Provided data:
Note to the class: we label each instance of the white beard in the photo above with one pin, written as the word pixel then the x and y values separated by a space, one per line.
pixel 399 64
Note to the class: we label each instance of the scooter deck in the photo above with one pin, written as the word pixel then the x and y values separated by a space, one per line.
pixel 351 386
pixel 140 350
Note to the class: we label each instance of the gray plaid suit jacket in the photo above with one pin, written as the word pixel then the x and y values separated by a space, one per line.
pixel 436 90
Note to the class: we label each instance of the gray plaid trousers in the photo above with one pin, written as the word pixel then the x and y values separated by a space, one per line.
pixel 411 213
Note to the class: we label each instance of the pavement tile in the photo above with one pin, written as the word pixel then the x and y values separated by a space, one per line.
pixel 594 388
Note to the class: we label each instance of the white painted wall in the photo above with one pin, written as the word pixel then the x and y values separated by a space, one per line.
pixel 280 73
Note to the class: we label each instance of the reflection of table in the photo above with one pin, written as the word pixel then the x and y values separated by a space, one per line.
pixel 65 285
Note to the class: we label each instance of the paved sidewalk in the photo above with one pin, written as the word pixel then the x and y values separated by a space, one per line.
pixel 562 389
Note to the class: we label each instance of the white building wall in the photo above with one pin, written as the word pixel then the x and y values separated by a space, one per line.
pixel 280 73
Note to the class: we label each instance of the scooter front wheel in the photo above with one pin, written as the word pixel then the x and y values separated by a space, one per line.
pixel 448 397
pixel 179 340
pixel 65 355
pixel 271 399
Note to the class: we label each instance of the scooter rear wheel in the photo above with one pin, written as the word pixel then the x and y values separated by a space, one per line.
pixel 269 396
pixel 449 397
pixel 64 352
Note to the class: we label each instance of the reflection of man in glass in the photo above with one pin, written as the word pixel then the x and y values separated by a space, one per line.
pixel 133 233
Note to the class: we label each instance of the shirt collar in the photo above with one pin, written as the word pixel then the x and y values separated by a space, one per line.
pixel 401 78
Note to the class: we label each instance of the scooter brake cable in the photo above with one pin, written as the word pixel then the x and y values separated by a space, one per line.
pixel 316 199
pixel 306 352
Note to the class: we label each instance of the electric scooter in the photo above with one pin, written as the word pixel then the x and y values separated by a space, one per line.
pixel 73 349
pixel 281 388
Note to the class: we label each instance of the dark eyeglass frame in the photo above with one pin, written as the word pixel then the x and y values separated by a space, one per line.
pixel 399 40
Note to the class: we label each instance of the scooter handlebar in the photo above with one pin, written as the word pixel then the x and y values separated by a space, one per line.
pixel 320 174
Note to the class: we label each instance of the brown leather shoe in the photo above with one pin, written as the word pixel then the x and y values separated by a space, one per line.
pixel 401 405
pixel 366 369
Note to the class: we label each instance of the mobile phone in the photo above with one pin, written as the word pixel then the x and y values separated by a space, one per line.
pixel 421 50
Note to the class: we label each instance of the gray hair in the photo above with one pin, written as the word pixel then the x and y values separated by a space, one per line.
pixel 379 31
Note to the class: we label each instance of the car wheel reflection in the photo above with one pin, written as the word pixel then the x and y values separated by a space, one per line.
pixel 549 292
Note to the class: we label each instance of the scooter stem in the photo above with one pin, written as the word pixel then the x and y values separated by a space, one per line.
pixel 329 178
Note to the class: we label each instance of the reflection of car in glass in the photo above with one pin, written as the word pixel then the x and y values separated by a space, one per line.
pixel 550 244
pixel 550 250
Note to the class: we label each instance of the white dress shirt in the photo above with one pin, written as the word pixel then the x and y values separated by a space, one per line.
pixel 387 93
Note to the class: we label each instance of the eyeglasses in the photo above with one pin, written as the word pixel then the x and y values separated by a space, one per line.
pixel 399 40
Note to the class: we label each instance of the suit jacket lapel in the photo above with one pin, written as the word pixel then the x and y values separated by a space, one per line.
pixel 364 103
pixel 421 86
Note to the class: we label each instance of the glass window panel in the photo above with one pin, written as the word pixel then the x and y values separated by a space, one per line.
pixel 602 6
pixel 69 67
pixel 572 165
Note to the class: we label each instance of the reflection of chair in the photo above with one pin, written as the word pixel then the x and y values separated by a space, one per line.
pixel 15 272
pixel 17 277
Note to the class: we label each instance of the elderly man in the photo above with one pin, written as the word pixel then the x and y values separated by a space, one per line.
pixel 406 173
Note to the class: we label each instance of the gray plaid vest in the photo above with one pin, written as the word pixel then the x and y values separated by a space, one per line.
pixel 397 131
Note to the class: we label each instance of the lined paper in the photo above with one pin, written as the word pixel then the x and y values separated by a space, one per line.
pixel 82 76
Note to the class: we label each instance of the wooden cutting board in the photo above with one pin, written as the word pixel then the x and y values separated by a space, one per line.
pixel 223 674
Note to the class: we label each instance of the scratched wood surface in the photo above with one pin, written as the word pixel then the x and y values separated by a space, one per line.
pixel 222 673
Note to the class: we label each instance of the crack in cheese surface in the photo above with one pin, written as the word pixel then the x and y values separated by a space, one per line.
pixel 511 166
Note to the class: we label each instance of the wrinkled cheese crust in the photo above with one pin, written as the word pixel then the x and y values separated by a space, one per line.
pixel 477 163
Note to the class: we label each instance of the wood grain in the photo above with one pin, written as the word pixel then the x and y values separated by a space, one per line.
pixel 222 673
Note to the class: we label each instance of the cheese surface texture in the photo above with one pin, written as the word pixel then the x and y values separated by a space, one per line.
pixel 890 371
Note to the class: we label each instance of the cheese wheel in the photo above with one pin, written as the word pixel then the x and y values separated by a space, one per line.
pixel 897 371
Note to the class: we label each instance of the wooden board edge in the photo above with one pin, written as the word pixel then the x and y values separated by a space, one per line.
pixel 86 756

Work to be completed: Reproduce all of the material above word for word, leaving every line unchanged.

Reply:
Note to the class: we label each instance of the white beard in the photo above with one pin, written as the word pixel then the x and y values separated by a space, one per line.
pixel 399 64
Note to the class: we label each instance of the scooter deck in the photo above with one pin, written as the word pixel then the x and y values separated by a space, one per line.
pixel 351 386
pixel 140 350
Note to the class: we label each instance of the gray plaid suit jacket in the photo above with one pin, written as the word pixel then the x and y values separated by a space, one per line.
pixel 436 90
Note to the class: we label each instance of the gray plaid trousers in the photo above with one pin, written as the word pixel then the x and y values separated by a space, one per line.
pixel 411 213
Note to the class: we label each instance of the pavement tile in the photo above with one pin, written as the word pixel then the x and y values separated by a space, one per line.
pixel 594 388
Note to the class: we label each instance of the white painted wall in the photo above with one pin, written as the word pixel then the x and y values separated by a space, one per line.
pixel 280 73
Note to the class: we label each instance of the reflection of table in the photo above with one pin, written as the word pixel then the x and y values separated by a space, one per line.
pixel 65 285
Note to the class: we label each instance of the paved sidewalk in the photo above with one pin, written as the word pixel then the x and y values separated by a space, one per line.
pixel 562 389
Note to the class: we label each instance of the white building wall in the photo above with one pin, written as the word pixel then the x and y values separated by a space, one per line.
pixel 280 73
Note to the class: we label each instance of the scooter front wheel in the photo above with one pin, written as the word pixel then the x and y values separated by a space, one per line.
pixel 448 397
pixel 179 340
pixel 65 355
pixel 271 399
Note to the class: we label each instance of the scooter rear wheel in the photo above with one pin, written as the word pixel then the x and y values separated by a space, one per line.
pixel 269 396
pixel 449 397
pixel 64 352
Note to the class: we label each instance of the reflection of man in glass in the photo above with one pin, written as the word pixel then the x and y values separated by a space, one per line.
pixel 133 233
Note to the class: we label each instance of the shirt collar in the photo above with one pin, written as the word pixel then the x and y values separated by a space, one per line.
pixel 401 78
Note to the class: we label each instance of the scooter brake cable in the photo above with one pin, written as the word pixel then the x and y values separated by a space, one per line.
pixel 316 199
pixel 306 352
Note to the class: we label each instance of the electric scooter in the photo above with one pin, written as the word pixel then the x and y values separated by a space, one per line.
pixel 73 349
pixel 281 388
Note to the class: we label each instance of the dark eyeglass frame in the photo above with one pin, written as the word pixel then the x and y values separated by a space, one per line.
pixel 399 40
Note to the class: we label each instance of the scooter handlebar in the photo above with one pin, written as the word pixel then the x and y values separated by a space, one per line.
pixel 320 174
Note to the class: we label each instance of the brown leather shoe in the photo above with one pin, written as the word pixel then the x and y values separated by a space, one per line.
pixel 401 405
pixel 366 369
Note to the class: we label each instance of the mobile phone in the photo above with one pin, written as the word pixel then the x and y values separated by a space, one per line.
pixel 421 50
Note to the class: we label each instance of the gray hair in the photo above with one pin, written as the word pixel then the x and y values separated by a space, one per line.
pixel 379 31
Note to the class: we label each instance of the car wheel reflection in the photo above with one pin, written as the word pixel then the x and y values separated by a space, one per line.
pixel 549 292
Note to the class: we label each instance of the scooter stem in the photo above with one pin, written as the word pixel then the x and y values separated by a space, one per line.
pixel 329 178
Note to the class: we label each instance of the reflection of car in glass in the photo above with one pin, written as the word pixel then the x and y values separated by a space, one per line.
pixel 550 244
pixel 550 250
Note to the class: we label each instance of the white dress shirt in the photo above with one pin, written as the word pixel then the x and y values separated by a space, one per line.
pixel 387 93
Note to the class: we label each instance of the eyeglasses in the photo above with one pin, written as the word pixel then the x and y values separated by a space, one per line.
pixel 399 40
Note to the class: we label each instance of the suit jacket lapel in the photo above with one pin, written as the word pixel then the x and y values separated by a space, one per line.
pixel 364 103
pixel 421 86
Note to the class: we label each instance of the glass window panel in the photo above with one pin, written as the word pixel then the x and y values separated by a space, one per line.
pixel 602 6
pixel 69 67
pixel 572 165
Note to the class: we label each instance of the reflection of chair in the photo above with one pin, written as the word pixel then the x and y values separated by a space, one per line.
pixel 15 272
pixel 17 277
Note to the class: we label each instance of the elderly man in the photo above with one pin, written as the word pixel then the x and y values separated by a space, one per line.
pixel 406 173
Note to the class: we label each instance of the gray plaid vest in the photo above with one pin, written as the word pixel then the x and y values separated by a space, one per line.
pixel 397 131
Note to the class: we label each instance of the lined paper in the photo above with one pin, written as the word pixel then the x and y values separated by a space, one per line.
pixel 82 76
Note to the class: we label each instance of the wooden cutting board in the photo above with one pin, written as the word pixel then the x and y values separated by a space, one per line.
pixel 223 674
Note to the class: we label each instance of the scratched wood surface in the photo above with one pin, written as the word pixel then the x and y values separated by a space, one per line.
pixel 222 673
Note to the class: we label each instance of the crack in cheese surface in the photo above with one pin, written as the word pixel then the x and y values separated by a space, one per line.
pixel 511 166
Note to the class: we label each instance of the wrinkled cheese crust in the photo above with one pin, written as the word pixel then the x and y values separated by a space, one per line.
pixel 477 163
Note to the class: we label each instance of the wood grain in the photo above with one pin, written as the word pixel then the x and y values separated by a space, one per line.
pixel 222 673
Note to the class: we label each instance of the cheese surface texture in the photo above with one pin, written as the word pixel then the x and y values separated by a space, one per line.
pixel 890 371
Note to the class: we label each instance of the cheese wheel in the photo above with one pin, written as the word pixel then the x and y values separated by a space, one per line.
pixel 897 371
Note to the class: we label each instance of the wooden board edge in the photo above with one pin, written as the word pixel then the x and y values separated by a space, one per line.
pixel 86 756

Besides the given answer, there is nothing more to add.